WRITTEN REQUEST: Locate every line in the data below that contains the string "field", and copy each such line in full.

*-*-*

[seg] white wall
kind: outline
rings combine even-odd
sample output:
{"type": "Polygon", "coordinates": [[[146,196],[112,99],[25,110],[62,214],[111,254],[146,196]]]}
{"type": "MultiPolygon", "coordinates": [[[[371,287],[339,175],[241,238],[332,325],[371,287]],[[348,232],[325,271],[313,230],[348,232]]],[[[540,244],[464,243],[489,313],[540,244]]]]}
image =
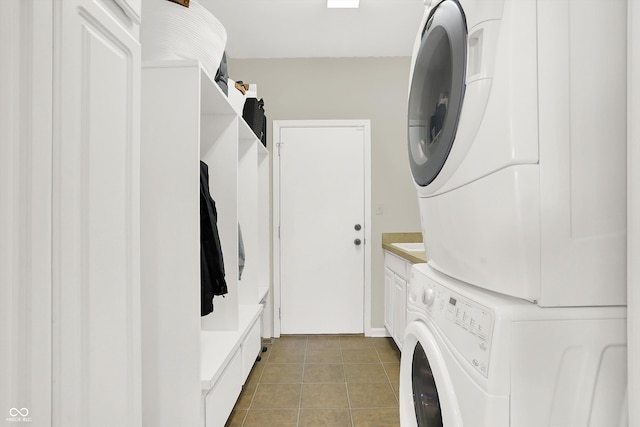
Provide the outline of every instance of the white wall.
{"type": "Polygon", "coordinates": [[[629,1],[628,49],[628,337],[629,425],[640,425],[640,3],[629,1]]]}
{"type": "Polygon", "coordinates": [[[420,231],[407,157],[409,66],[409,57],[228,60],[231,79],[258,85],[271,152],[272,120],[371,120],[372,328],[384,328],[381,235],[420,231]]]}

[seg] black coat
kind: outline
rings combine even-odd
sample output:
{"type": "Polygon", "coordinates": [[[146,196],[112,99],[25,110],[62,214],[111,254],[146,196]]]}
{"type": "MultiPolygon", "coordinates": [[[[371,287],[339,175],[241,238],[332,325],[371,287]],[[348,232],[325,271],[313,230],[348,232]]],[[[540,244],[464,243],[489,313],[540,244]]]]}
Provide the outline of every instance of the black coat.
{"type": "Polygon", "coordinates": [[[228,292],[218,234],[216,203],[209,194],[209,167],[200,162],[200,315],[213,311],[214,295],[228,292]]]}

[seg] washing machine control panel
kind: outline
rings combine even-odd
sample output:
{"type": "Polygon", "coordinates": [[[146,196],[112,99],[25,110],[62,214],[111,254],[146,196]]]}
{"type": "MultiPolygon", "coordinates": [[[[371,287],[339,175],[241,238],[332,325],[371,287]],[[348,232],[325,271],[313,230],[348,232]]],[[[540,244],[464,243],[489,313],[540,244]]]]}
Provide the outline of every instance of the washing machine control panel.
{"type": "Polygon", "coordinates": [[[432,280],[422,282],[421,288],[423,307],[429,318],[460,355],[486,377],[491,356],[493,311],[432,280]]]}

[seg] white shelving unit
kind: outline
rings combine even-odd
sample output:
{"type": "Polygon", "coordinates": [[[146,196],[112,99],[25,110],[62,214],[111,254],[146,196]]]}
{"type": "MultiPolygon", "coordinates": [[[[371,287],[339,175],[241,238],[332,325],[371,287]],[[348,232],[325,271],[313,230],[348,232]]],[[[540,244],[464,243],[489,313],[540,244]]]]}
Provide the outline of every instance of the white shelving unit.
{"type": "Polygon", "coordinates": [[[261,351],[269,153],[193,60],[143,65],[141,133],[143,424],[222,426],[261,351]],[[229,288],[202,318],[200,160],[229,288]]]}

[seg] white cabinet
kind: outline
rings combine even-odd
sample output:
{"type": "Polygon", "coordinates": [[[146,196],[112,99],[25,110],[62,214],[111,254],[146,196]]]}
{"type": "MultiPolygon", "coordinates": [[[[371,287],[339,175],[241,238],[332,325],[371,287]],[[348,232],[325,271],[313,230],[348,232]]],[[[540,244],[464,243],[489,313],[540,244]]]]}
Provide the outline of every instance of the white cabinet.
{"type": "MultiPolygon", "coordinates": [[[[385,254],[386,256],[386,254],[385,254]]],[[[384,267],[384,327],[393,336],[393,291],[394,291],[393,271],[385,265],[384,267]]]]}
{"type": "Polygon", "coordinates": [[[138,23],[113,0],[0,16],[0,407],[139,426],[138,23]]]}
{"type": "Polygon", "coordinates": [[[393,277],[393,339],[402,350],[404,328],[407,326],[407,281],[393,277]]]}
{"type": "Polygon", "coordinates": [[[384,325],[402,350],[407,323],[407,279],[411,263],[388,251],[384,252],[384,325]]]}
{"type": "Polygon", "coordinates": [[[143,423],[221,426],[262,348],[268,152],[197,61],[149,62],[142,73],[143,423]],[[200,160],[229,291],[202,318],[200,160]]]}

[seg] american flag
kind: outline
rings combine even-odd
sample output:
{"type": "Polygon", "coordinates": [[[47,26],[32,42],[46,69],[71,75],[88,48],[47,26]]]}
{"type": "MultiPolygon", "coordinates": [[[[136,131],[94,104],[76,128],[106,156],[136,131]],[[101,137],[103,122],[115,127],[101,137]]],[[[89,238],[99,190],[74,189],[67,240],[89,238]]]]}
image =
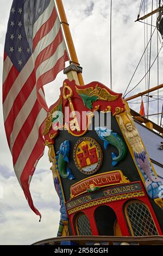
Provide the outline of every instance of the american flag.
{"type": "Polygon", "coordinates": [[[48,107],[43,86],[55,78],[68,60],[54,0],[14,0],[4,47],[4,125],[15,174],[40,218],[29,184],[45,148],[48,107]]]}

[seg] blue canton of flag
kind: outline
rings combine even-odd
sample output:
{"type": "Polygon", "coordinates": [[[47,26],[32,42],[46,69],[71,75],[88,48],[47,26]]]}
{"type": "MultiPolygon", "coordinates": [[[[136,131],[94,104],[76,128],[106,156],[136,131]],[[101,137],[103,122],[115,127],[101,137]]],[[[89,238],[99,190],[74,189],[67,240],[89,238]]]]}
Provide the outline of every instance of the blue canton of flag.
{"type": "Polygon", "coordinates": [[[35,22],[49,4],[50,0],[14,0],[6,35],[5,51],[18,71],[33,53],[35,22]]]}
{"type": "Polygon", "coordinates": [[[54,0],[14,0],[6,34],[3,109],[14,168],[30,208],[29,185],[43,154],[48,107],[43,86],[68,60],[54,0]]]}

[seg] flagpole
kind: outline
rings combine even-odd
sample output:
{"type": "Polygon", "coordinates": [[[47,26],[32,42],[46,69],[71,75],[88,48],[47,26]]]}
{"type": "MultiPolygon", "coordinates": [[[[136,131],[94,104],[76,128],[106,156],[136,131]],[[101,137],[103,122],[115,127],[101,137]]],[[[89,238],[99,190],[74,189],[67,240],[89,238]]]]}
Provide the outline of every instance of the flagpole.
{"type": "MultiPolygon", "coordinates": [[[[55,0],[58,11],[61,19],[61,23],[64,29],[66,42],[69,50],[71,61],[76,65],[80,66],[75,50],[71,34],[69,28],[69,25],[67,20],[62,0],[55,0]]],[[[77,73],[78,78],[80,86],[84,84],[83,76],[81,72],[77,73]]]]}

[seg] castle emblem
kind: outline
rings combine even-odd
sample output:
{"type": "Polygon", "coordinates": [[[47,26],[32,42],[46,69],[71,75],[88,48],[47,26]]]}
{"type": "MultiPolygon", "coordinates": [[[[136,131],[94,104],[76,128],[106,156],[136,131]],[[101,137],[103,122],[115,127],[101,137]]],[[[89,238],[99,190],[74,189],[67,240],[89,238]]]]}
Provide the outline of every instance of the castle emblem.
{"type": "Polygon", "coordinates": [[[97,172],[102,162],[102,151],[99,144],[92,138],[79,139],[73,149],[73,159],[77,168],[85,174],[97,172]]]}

*-*-*

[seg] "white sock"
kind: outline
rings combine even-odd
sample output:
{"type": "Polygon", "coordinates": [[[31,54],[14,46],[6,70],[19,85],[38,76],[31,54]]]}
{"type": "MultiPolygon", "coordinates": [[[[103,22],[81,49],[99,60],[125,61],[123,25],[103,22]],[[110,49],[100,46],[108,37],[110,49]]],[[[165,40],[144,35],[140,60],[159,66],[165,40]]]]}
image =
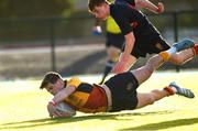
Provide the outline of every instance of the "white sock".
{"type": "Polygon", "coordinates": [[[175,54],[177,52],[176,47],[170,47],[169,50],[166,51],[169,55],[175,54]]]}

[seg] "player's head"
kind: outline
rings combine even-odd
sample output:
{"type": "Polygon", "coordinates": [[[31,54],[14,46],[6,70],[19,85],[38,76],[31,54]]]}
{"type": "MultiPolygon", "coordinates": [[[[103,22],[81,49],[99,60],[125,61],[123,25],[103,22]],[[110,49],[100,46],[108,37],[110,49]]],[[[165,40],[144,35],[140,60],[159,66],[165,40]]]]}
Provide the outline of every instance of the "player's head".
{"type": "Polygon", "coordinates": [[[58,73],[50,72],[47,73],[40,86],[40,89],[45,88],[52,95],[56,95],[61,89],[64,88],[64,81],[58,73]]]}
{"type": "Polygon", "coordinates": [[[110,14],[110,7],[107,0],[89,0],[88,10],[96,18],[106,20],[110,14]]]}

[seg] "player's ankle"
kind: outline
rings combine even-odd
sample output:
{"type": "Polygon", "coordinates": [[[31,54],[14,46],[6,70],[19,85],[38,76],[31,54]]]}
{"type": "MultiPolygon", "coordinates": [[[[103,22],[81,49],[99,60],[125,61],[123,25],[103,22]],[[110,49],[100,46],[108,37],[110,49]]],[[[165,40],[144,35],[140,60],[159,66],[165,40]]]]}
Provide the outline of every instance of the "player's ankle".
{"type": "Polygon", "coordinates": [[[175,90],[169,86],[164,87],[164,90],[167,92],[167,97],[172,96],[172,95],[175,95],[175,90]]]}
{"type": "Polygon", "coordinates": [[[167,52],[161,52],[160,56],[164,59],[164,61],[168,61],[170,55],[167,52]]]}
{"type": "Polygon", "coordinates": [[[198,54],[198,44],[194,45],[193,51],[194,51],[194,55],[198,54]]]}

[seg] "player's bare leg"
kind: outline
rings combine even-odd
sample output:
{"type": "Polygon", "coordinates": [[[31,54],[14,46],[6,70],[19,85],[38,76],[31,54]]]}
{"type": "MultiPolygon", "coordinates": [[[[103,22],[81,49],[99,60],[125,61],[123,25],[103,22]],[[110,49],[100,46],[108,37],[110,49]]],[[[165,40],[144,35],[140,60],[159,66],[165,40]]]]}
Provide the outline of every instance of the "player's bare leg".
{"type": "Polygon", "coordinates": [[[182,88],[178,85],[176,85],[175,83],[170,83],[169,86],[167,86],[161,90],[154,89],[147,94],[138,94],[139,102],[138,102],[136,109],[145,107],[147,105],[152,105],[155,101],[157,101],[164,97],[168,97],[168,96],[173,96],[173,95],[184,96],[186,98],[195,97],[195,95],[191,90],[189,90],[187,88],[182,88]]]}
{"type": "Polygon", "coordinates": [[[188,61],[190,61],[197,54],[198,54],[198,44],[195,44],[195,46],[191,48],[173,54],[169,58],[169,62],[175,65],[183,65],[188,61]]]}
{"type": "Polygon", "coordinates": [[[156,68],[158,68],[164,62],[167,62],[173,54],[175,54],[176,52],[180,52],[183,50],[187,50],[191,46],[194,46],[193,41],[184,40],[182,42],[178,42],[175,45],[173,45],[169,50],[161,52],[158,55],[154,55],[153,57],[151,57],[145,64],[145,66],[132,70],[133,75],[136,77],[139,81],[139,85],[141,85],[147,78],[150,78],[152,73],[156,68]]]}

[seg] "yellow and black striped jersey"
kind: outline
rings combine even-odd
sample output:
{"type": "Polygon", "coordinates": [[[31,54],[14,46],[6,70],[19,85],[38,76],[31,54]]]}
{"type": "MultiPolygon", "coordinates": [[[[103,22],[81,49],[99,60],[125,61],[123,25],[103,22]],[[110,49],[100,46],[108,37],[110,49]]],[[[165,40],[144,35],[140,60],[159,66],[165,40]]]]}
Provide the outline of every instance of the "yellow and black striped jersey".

*-*-*

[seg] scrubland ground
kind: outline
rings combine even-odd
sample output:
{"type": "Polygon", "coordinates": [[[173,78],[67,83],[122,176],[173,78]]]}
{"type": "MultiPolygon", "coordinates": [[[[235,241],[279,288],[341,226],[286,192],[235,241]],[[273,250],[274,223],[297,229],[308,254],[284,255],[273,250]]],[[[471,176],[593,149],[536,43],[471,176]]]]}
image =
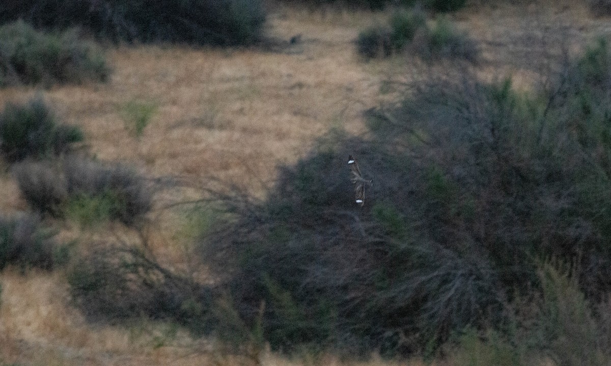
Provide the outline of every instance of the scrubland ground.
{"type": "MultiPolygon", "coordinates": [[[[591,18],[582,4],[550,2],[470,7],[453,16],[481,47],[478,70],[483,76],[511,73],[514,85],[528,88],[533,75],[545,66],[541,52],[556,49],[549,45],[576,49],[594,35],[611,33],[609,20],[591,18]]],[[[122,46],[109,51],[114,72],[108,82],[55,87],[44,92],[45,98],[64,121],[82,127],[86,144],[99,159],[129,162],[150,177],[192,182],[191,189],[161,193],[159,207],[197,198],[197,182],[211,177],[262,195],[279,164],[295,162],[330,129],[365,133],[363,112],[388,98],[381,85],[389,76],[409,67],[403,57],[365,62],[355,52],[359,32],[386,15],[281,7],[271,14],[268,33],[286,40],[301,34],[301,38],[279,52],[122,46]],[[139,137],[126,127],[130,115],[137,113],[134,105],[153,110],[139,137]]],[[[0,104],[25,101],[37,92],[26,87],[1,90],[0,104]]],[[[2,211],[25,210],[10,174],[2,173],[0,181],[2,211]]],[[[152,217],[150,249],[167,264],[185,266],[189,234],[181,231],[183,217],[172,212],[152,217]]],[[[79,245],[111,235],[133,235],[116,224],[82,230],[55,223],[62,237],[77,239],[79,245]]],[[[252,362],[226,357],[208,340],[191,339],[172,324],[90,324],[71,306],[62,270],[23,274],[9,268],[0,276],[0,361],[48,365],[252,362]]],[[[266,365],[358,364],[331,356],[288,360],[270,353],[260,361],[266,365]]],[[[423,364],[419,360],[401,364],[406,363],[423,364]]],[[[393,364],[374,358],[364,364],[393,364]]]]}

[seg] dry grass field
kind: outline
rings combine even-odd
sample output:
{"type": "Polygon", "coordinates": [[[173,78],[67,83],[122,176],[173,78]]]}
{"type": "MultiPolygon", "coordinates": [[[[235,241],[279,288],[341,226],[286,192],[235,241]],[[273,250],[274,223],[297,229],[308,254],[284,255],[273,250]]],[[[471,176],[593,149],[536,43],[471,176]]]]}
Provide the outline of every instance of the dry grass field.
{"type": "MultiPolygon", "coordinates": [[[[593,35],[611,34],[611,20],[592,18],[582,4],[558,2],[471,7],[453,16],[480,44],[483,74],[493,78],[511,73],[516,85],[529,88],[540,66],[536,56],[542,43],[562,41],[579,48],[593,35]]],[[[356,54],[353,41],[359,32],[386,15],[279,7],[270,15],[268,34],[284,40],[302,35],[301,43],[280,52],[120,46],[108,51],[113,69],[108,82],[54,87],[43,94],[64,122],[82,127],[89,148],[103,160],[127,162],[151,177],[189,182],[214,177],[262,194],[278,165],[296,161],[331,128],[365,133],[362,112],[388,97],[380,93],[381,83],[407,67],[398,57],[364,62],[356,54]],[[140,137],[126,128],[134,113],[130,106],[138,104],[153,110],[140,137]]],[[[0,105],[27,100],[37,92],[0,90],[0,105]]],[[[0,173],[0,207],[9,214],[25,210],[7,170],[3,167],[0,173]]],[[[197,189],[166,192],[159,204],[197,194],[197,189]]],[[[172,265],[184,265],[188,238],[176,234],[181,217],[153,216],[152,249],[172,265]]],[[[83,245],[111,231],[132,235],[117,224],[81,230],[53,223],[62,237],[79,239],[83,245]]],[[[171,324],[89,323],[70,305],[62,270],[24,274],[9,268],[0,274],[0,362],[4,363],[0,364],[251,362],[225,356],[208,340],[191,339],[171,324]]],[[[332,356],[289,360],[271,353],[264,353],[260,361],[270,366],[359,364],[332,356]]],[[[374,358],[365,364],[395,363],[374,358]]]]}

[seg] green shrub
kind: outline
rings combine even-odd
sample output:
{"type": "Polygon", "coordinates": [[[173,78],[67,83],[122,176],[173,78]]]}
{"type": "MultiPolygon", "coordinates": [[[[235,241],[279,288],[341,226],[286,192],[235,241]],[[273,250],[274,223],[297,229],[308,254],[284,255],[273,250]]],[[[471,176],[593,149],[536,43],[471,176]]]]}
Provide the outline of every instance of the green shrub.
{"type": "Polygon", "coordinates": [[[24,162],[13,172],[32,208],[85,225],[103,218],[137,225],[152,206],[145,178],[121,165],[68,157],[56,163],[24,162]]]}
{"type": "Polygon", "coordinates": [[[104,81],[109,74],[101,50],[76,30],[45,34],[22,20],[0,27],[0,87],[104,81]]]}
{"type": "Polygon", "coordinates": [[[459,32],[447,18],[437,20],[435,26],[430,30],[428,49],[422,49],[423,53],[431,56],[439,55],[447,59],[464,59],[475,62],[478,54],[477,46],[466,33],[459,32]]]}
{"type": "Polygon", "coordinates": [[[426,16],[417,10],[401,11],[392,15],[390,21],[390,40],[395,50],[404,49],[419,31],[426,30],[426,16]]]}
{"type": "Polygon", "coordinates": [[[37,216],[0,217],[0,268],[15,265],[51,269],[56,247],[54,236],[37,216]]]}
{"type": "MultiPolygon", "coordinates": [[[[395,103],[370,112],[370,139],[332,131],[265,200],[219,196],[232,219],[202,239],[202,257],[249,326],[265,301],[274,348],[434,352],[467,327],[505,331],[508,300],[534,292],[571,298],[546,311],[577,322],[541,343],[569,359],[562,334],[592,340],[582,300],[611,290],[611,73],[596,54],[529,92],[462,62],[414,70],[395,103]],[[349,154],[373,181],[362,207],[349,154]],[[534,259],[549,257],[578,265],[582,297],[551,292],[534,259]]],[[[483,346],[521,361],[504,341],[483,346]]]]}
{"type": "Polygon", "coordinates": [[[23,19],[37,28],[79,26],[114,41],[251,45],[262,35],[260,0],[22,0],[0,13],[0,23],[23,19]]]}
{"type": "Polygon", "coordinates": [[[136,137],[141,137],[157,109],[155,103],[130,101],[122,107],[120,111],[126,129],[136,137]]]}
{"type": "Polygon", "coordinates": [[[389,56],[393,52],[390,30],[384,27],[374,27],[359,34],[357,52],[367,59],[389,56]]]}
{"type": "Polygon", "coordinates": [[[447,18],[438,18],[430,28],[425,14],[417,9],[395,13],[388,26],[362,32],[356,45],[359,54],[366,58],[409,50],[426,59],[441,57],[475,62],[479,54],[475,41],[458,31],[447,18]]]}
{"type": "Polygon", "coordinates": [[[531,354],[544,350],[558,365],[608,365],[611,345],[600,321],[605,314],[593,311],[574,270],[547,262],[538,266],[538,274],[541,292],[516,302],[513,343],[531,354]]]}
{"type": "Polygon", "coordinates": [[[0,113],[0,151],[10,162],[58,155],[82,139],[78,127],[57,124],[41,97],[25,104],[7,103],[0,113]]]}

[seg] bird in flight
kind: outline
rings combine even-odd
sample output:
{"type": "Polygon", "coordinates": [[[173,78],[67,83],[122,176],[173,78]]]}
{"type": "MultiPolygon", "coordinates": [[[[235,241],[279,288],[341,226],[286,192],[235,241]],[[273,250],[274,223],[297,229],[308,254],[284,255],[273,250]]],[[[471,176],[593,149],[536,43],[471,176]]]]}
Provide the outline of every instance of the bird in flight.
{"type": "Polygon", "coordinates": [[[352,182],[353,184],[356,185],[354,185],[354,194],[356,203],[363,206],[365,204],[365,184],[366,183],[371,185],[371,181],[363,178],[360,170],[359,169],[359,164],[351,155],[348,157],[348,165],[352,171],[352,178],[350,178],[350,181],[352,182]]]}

*-*-*

SOLUTION:
[seg] dry grass field
Provide the outline of every instance of the dry grass field.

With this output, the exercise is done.